_SELECTED PASSAGE_
%%

Keywords

1 Introduction

Graphs and graph transformation (GT) systems have been applied to a variety of problems with industrial relevance [12, 17,18,19]. GT tools play an important role in making this feasible. A considerable number of such tools have been developed over the last decades [1, 15]. Some of these tools aim to closely implement results from GT theory, e.g., results from algebraic graph rewriting [16, 20]). Other tools are more concerned with incorporating a notion of GTs with practical applications, e.g., software design [10] and verification [13]. However, one aspect where all current GT tools fall short of reflecting mathematical theory is that they maintain graphs in ephemeral data structures, i.e., graphs are maintained in stateful objects that are updated when GT rules are applied and previous version of graphs are lost. The use of ephemeral data structures for maintaining graphs is particularly limiting for example when an application needs to “look back” into graph derivation histories [8] or if it needs to perform some type of reasoning about graph processes [4]. Significant extensions of GT theory, such as the definition of transactional graph transformation systems as processes [2], cannot readily be implemented with current GT tools. From a more mundane perspective, it is well known from the programming languages and software engineering domains that stateless computation avoids complexity and is easier to understand and test.

All data in functional programming is immutable. Under the hood, this is implemented with persistent data structures which, in contrast to ephemeral data structures, retain all previous versions upon update [9]. A data structure is partially persistent if all versions can be accessed but only the latest version can be modified. Data structures where all versions can be modified are referred to as fully persistent.

%%

_WORK TO COMPLETE_
a - Which reference numbers are cited in the first sentence of the graph transformation introduction?
b - Can you continue the graph transformation introduction, starting after its final sentence about fully persistent data structures?

_LISTED ENTRIES_
%%

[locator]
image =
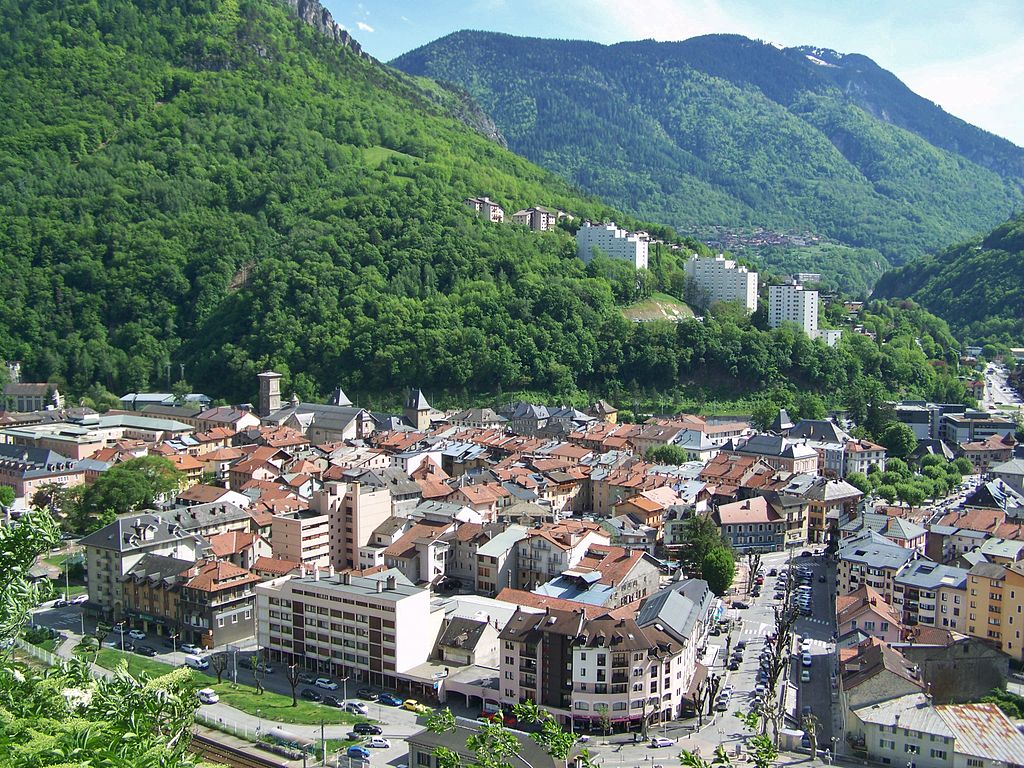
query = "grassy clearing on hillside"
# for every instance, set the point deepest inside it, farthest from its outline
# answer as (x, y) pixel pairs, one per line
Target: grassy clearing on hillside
(658, 306)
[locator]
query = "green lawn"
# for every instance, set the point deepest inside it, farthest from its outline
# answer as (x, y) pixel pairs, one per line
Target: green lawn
(276, 708)
(110, 657)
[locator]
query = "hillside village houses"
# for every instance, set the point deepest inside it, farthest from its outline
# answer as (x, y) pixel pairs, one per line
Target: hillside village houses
(384, 547)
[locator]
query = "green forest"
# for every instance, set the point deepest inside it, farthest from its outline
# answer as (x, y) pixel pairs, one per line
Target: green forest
(722, 130)
(216, 185)
(977, 286)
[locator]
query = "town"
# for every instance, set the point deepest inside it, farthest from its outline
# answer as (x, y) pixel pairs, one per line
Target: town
(384, 564)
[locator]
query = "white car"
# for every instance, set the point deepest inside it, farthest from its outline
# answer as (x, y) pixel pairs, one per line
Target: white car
(208, 695)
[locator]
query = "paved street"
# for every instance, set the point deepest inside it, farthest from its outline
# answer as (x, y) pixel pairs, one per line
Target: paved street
(751, 625)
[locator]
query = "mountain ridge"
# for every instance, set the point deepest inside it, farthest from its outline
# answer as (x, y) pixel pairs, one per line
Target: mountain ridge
(727, 130)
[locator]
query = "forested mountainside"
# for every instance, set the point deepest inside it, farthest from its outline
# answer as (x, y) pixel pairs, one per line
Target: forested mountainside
(729, 131)
(220, 184)
(977, 286)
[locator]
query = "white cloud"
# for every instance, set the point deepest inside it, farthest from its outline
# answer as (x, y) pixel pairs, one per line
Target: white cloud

%%

_OUTPUTS IN ORDER_
a - 12, 17, 18, 19

b -
In this paper, we present GrapeVine, a GT tool that maintains graphs in a fully persistent data structure and treats graphs as immutable data objects. GrapeVine is based on our earlier work on Grape (the Graph Rewriting And Persistence Engine) [21] and its integration with computational notebook technology (GrapePress) [22]. Like other tools, Grape (and GrapePress) uses an ephemeral data structure to store graphs, i.e., graphs are destructively rewritten “in-place”. (The term “persistence” in the tool’s name was originally chosen to indicate that data structure was persisted in a database with transactional support.) While GrapeVine is based on these earlier works, it constitutes a complete reimplementation of its core engine and data structures to achieve support for truly functional graph rewriting.

The rest of this paper is structured as follows: We discuss related work in the following section. Section 3 provides an overview of GrapeVine and its new persistent data structure. Section 4 comments on the tool demonstration provided in the appendix and Sect. 5 offers concluding remarks and an outlook to future work.

2 Related Work

Our current work on GrapeVine can be seen as a major revision of our earlier work on Grape [21] and GrapePress [22], with the fundamental difference that GrapeVine uses a “functional programming” paradigm and treats graphs as immutable objects. Historically, the name Grape referred to the GT engine and the domain-specific language for defining and controlling GTs, while the name GrapePress was used to refer to the computational notebook platform that integrates with Grape. While GrapeVine inherited the same architecture (i.e., its language and engine can be used without the computational notebook platform), we use a single name for the tool, going forward. Similarly, we will use the name GrapePress in this paper to also include the Grape engine.

GrapeVine has the ability to concurrently explore and compare many (all) possible derivations of arbitrarily many graphs. This feature is related to functionality provided by the GROOVE tool, which provides support for state-space exploration of GT systems [13]. However, GROOVE does not persist different versions of a graph but only fingerprints for the purpose of detecting collisions during model-checking (which is the primary function of graph process exploration in GROOVE).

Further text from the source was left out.